Supplied records START
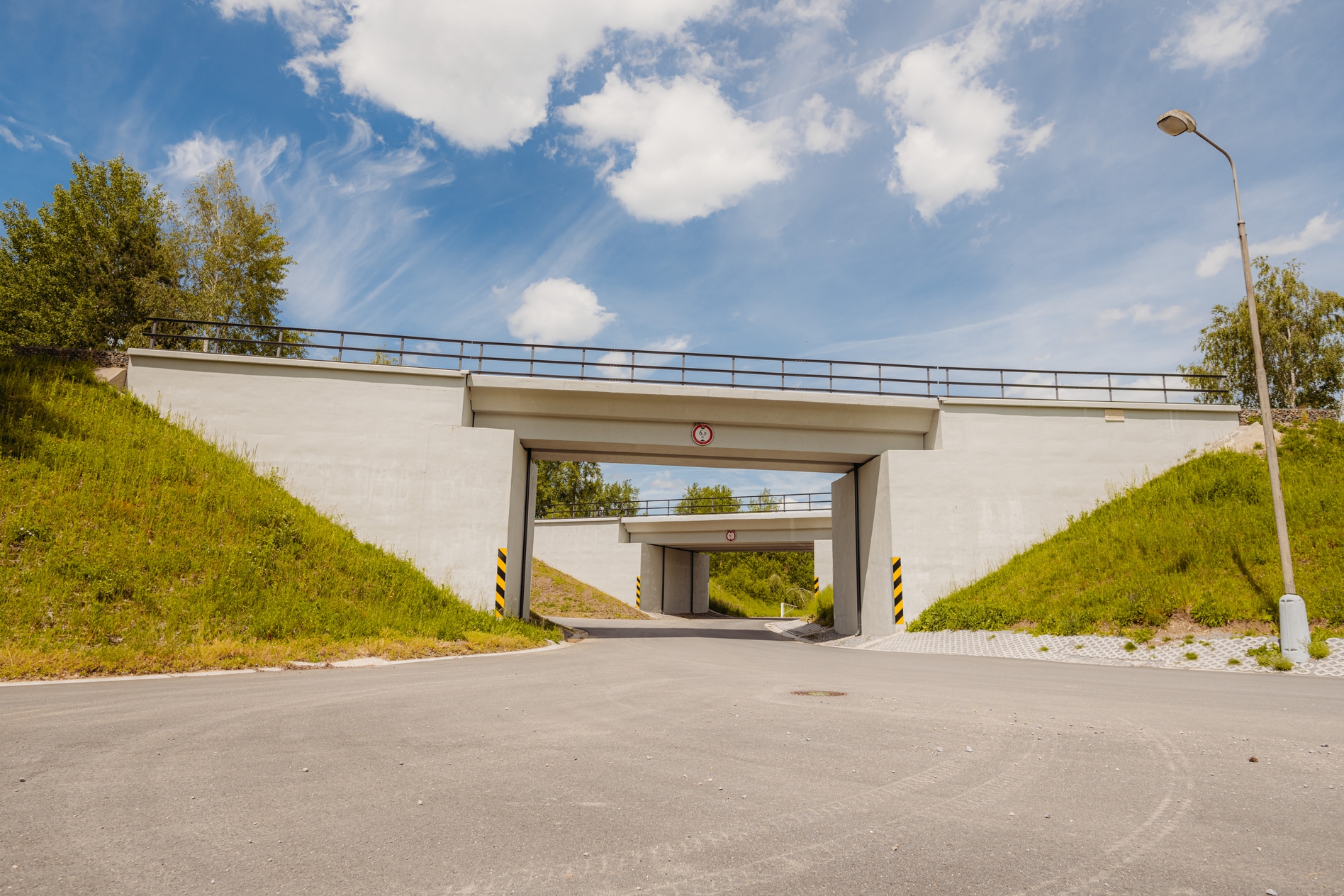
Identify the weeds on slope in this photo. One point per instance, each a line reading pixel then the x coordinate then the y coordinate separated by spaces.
pixel 1199 539
pixel 130 544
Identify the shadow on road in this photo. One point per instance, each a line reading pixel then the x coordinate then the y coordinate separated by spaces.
pixel 726 629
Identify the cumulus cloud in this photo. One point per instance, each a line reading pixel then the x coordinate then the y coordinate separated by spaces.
pixel 693 152
pixel 199 153
pixel 616 364
pixel 478 72
pixel 1228 35
pixel 953 125
pixel 351 211
pixel 558 310
pixel 690 152
pixel 1318 230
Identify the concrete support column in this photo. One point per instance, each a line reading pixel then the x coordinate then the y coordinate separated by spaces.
pixel 700 585
pixel 822 564
pixel 862 549
pixel 651 578
pixel 678 576
pixel 522 508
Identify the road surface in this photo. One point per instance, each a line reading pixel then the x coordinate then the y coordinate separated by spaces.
pixel 673 756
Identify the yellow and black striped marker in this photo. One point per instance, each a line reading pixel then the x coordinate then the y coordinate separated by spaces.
pixel 898 598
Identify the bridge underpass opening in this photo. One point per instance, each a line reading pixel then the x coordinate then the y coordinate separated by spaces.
pixel 655 554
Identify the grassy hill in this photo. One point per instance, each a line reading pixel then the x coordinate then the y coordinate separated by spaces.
pixel 1198 539
pixel 756 583
pixel 558 594
pixel 133 546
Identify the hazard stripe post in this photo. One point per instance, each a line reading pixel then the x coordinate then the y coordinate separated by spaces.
pixel 898 598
Supplied records END
▸ **Your instructions**: Output these and nothing else: the lines from the one holding "Identify the bridge" through the final line of the entries above, exactly as they appear.

▸ **Response to the task**:
Identify the bridge underpass opening in this photo. One point per instance, each a line reading pixel then the x coordinate then the y coordinate separated by spaces.
pixel 655 554
Identify the grassy hill in this photo. One point per instance, each a line reading pixel then the x coordinate then the y coordinate separated by spaces.
pixel 1198 539
pixel 756 583
pixel 558 594
pixel 133 546
Identify the hazard stripe post in this photo. One point per instance, each a line reading pixel then the x coordinate then the y coordinate separated by spaces.
pixel 898 598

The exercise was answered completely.